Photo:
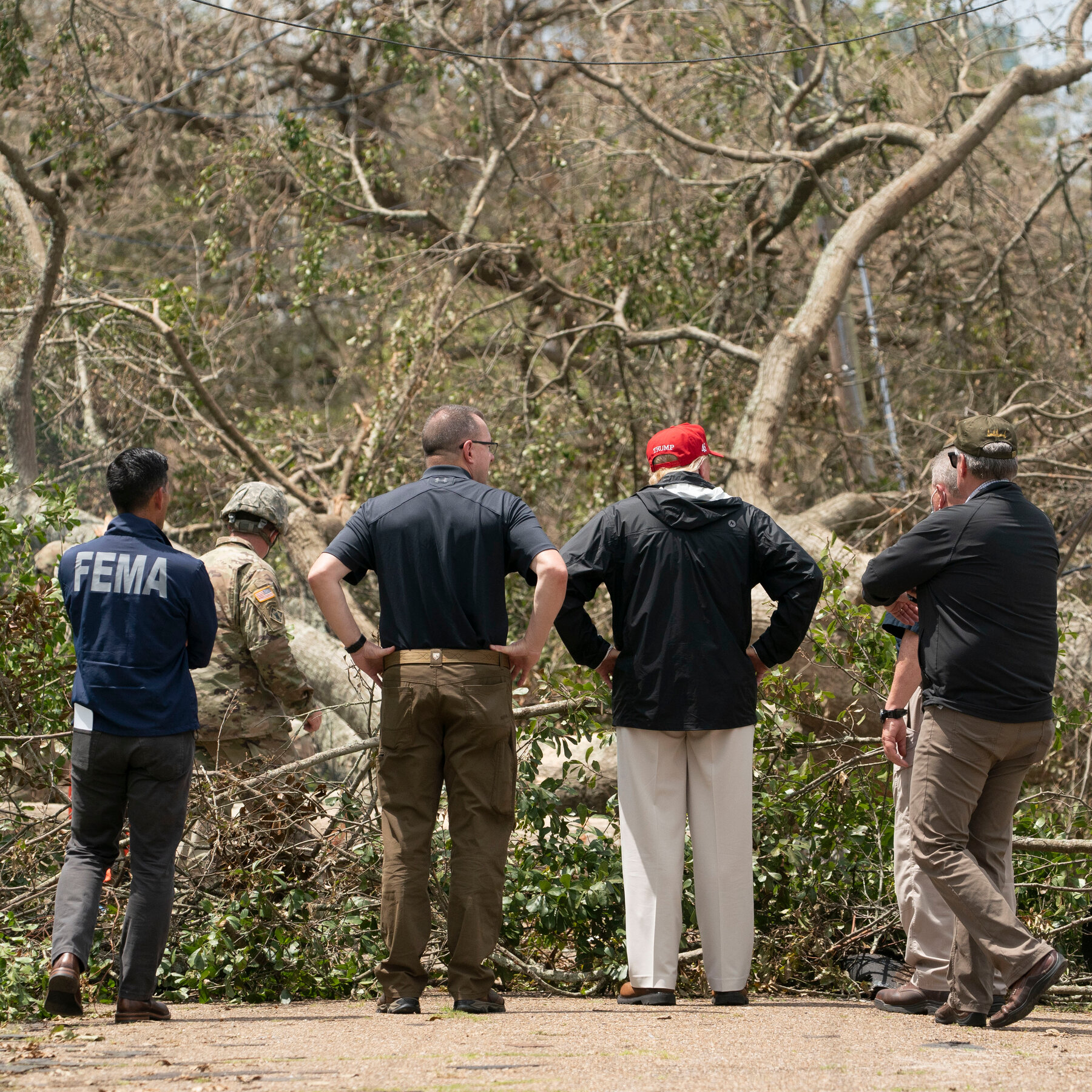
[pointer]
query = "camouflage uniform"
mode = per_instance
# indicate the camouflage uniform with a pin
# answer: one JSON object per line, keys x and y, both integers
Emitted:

● **What is needed**: Can you return all the items above line for line, unchanged, with the pictures left out?

● **Solution below**:
Photo:
[pointer]
query = "camouflage uniform"
mode = per_instance
# indicate the camouflage uniform with a pin
# answer: one JSON object per line, keys x and y, both integers
Emitted:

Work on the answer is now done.